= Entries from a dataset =
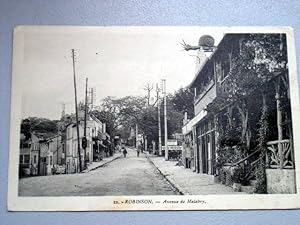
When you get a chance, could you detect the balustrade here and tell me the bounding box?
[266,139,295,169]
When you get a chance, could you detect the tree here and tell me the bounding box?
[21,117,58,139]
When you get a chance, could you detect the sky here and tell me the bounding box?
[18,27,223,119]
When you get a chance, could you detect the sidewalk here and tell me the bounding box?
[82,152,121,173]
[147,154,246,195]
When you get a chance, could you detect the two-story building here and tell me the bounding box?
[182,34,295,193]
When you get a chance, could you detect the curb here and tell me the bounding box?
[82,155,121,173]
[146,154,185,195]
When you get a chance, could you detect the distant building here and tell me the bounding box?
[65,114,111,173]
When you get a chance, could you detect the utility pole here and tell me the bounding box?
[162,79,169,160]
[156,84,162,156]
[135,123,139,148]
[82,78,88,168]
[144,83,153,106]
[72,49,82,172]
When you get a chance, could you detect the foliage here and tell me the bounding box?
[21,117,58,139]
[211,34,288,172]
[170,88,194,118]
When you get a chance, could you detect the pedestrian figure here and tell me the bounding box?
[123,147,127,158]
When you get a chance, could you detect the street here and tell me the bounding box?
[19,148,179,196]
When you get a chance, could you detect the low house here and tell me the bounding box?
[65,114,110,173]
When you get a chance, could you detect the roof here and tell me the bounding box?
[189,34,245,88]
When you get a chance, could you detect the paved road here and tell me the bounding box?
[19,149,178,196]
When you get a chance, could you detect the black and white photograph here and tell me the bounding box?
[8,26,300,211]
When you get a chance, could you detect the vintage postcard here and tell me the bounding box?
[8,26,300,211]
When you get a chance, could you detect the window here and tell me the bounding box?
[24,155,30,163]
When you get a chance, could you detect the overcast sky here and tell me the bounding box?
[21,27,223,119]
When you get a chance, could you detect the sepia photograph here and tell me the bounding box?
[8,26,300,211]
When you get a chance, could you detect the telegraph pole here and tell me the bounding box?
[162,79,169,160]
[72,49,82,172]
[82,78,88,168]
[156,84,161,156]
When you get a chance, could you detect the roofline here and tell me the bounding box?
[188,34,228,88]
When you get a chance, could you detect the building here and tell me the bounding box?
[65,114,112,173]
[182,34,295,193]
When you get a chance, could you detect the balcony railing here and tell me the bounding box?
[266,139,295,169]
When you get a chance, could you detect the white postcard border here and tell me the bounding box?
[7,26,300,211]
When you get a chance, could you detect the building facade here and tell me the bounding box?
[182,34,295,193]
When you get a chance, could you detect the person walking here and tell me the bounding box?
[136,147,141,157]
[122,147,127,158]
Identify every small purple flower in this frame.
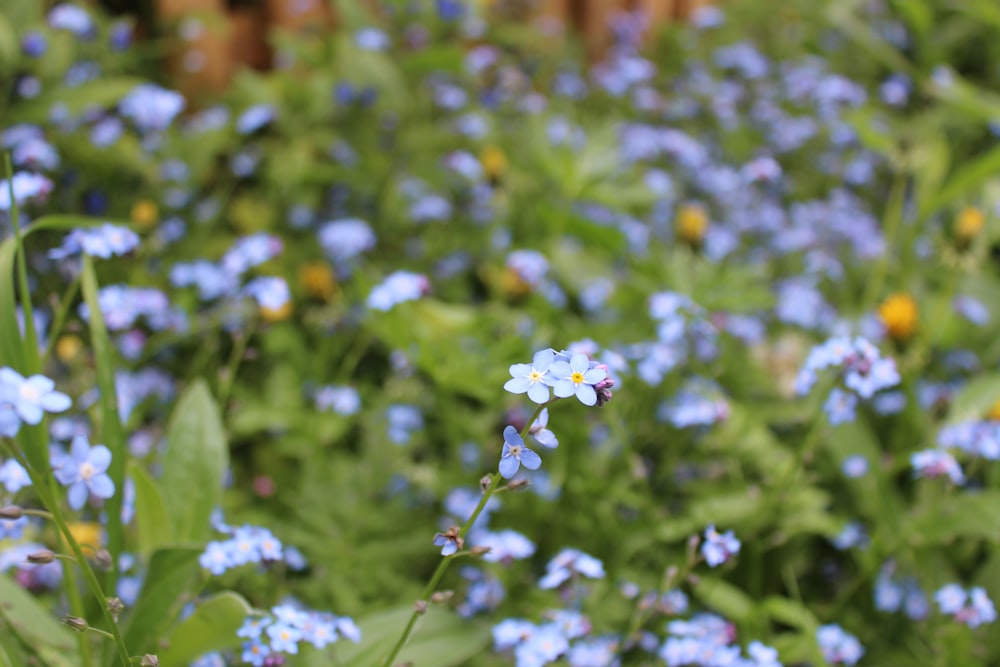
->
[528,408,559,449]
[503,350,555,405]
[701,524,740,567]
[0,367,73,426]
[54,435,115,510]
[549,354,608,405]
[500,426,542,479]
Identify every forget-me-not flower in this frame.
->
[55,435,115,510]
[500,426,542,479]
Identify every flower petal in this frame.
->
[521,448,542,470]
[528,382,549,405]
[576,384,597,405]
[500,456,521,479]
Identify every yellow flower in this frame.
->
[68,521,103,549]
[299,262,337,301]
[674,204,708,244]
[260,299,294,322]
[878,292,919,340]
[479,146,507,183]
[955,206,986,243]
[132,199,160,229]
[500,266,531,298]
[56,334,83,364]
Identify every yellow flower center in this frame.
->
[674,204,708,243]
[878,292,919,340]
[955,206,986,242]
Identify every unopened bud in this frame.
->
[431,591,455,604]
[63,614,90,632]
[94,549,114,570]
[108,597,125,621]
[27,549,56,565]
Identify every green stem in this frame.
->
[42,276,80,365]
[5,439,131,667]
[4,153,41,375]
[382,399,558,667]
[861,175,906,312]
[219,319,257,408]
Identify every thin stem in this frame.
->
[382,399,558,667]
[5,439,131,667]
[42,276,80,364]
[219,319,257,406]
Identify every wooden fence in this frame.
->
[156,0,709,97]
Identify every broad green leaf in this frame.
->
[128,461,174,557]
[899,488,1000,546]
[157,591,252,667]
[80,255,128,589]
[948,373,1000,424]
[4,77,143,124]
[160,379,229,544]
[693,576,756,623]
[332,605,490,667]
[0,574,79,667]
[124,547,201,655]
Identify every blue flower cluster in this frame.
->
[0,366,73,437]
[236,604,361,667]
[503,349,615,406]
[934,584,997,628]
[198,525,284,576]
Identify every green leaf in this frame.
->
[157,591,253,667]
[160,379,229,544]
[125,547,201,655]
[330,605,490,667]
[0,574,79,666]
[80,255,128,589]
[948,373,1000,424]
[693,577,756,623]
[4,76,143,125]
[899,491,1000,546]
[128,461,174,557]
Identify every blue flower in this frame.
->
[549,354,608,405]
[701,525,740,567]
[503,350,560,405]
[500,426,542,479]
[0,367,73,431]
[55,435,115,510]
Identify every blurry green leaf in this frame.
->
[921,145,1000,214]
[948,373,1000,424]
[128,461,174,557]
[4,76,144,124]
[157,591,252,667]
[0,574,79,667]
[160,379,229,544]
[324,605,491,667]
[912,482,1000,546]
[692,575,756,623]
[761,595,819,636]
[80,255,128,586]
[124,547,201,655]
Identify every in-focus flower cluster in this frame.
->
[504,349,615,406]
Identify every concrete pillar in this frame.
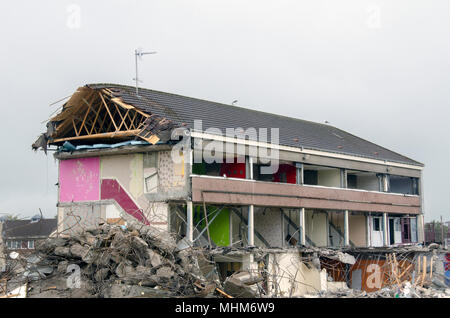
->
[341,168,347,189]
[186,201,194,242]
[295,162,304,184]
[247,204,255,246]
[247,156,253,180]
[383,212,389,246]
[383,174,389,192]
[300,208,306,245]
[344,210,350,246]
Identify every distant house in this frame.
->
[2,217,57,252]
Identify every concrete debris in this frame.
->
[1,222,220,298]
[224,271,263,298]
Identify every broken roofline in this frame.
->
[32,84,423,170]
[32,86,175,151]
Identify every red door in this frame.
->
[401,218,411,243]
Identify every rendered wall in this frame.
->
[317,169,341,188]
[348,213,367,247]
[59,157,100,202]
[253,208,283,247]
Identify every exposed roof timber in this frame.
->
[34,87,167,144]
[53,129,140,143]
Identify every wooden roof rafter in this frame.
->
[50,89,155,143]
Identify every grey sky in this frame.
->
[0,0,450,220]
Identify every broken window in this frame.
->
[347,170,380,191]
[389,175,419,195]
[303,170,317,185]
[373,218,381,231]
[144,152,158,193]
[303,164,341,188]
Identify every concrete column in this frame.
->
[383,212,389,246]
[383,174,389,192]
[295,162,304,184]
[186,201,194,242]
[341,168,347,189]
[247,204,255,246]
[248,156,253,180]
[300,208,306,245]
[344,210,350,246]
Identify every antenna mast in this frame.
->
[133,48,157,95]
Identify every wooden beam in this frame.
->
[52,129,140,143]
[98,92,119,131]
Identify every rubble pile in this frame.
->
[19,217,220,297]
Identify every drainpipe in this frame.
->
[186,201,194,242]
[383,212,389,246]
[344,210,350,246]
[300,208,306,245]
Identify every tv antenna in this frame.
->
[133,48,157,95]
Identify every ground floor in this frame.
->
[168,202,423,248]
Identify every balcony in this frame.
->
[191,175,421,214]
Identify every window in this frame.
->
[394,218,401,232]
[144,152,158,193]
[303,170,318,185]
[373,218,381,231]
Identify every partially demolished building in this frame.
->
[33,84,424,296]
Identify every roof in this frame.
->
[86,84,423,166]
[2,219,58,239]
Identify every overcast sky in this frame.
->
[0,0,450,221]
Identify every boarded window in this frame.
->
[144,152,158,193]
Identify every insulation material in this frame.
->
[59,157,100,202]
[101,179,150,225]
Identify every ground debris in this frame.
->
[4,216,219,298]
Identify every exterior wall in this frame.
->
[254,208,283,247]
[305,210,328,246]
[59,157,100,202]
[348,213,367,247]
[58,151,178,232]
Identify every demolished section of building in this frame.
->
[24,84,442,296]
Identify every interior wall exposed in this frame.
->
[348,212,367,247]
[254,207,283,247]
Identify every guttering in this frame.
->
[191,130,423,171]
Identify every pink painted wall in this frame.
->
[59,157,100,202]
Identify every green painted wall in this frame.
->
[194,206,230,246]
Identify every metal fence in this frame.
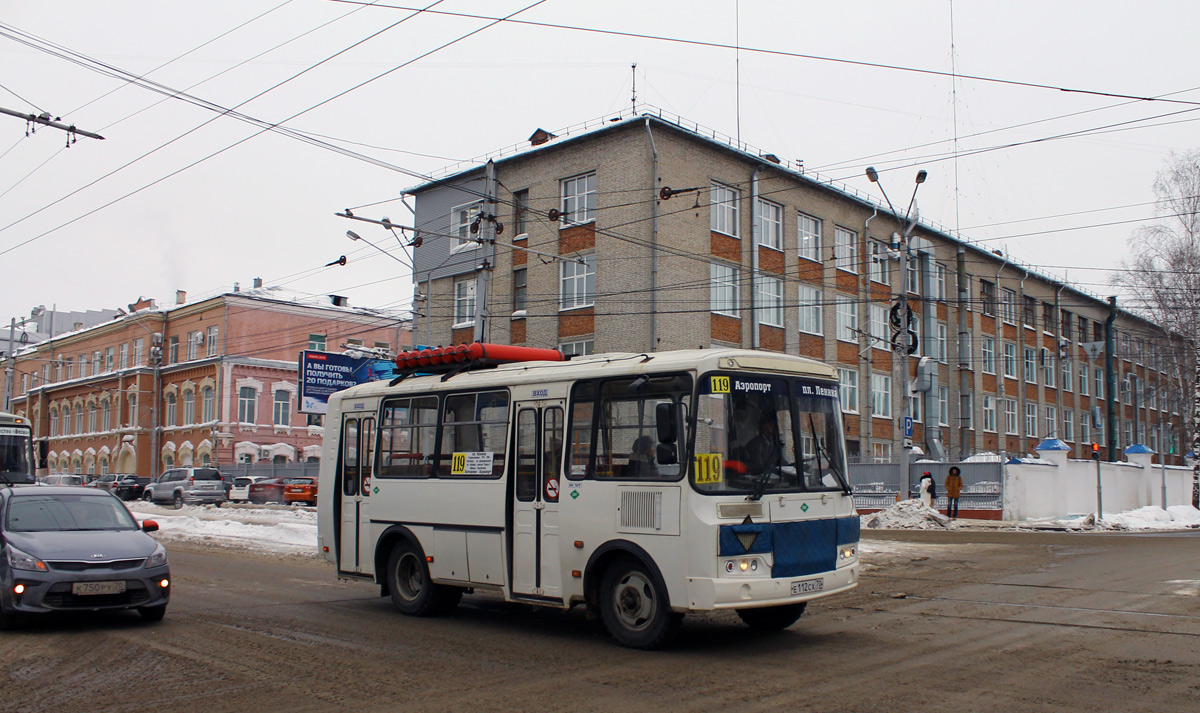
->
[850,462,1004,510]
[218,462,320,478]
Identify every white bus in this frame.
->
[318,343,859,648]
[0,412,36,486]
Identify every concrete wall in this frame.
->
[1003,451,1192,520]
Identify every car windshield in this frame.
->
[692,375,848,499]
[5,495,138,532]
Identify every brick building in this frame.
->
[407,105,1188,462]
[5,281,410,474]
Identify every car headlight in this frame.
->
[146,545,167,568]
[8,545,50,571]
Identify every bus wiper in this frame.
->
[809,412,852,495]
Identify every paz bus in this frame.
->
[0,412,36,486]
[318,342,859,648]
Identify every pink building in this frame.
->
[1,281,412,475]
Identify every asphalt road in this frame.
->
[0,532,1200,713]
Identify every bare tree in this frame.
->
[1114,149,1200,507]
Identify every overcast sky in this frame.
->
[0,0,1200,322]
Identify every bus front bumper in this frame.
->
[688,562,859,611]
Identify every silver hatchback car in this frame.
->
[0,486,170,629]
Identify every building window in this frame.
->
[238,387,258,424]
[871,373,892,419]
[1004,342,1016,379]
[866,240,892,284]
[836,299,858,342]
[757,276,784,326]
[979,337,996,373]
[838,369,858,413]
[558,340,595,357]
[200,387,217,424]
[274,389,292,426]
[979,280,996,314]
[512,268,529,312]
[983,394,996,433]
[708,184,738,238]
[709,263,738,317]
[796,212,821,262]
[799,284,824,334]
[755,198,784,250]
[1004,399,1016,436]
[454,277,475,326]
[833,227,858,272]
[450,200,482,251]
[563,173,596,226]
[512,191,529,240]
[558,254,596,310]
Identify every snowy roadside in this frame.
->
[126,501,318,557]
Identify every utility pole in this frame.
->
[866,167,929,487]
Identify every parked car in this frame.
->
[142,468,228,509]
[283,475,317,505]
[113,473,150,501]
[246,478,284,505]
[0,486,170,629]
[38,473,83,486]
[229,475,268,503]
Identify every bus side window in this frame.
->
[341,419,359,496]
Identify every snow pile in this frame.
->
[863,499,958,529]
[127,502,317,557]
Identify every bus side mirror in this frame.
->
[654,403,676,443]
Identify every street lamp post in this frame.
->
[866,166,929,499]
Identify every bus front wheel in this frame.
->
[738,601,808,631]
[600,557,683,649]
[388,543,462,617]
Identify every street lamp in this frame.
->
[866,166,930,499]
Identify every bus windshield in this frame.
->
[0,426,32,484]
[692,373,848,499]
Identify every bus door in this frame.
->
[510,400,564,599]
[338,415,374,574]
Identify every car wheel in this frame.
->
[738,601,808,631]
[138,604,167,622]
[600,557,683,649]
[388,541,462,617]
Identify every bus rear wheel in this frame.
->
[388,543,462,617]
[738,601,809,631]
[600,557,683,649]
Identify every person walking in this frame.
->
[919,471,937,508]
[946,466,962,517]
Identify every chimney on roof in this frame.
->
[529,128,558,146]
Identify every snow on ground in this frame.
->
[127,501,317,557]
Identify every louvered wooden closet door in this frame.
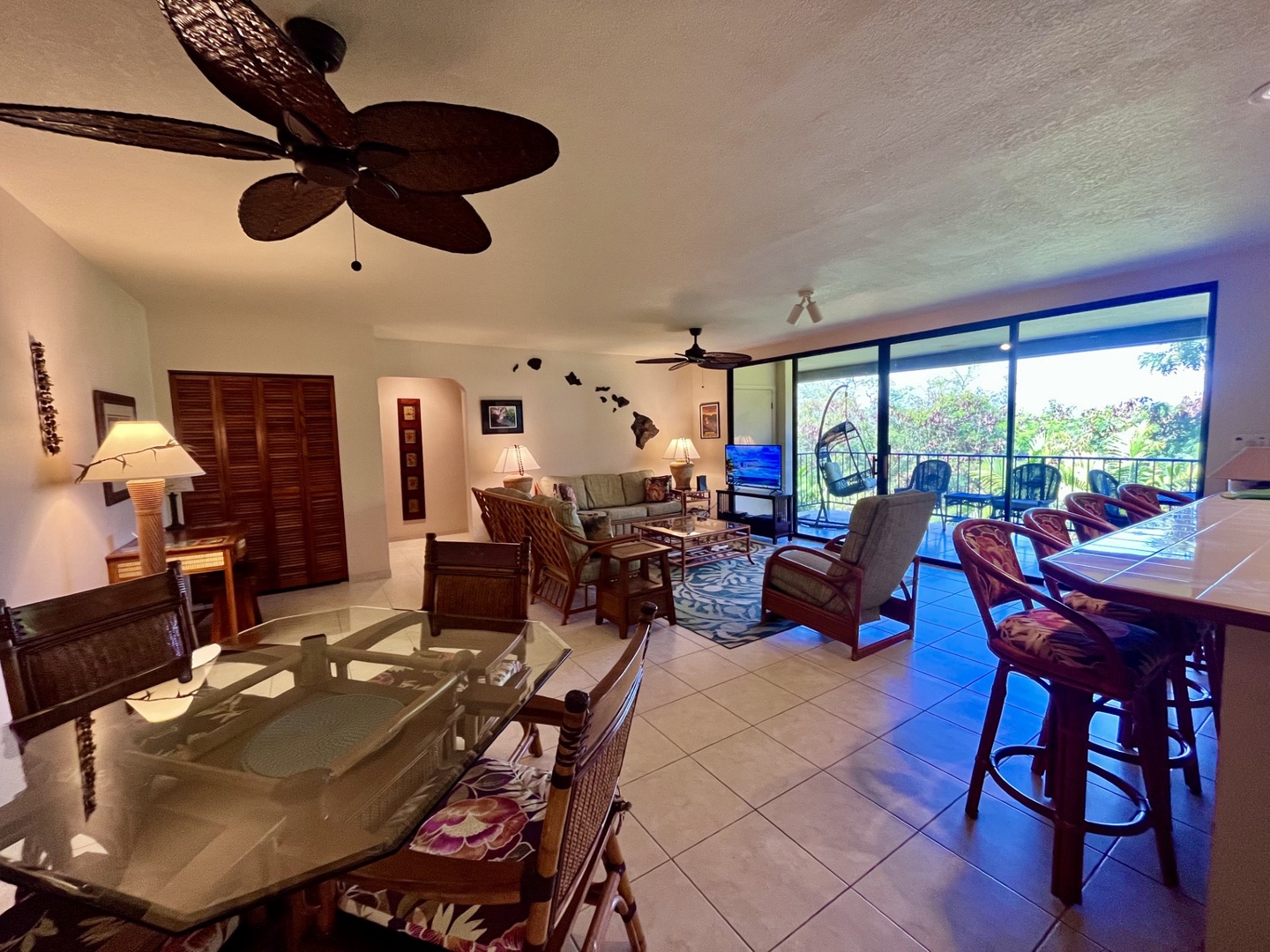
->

= Exercise requirements =
No pictures belong in the copy; quote exactly the lines from the line containing "Identify every bus side mirror in this frame." through the final line of the material, both ends included.

= Final result =
Identify every bus side mirror in this frame.
->
[654,403,676,443]
Identify every street lamp post in this frame.
->
[866,166,929,499]
Identify every bus front wheel in this frame.
->
[738,601,808,631]
[600,557,683,649]
[388,543,462,617]
Identify every street lamp in this frame.
->
[866,166,930,499]
Identify every bus windshield in this frame.
->
[0,426,32,484]
[692,373,848,499]
Identify every bus door in this frame.
->
[510,400,564,599]
[338,415,374,574]
Identify every car wheel in this frame.
->
[738,601,808,631]
[138,604,167,622]
[600,557,683,649]
[388,541,462,617]
Identify every bus rear wheel in this frame.
->
[388,543,462,617]
[738,601,809,631]
[600,557,683,649]
Identify every person walking in this frame.
->
[919,471,937,508]
[946,466,962,517]
Identify every chimney on roof in this frame.
->
[529,128,558,146]
Identify every snow on ground in this frame.
->
[127,501,317,557]
Identify every louvered wooden closet door in this frame.
->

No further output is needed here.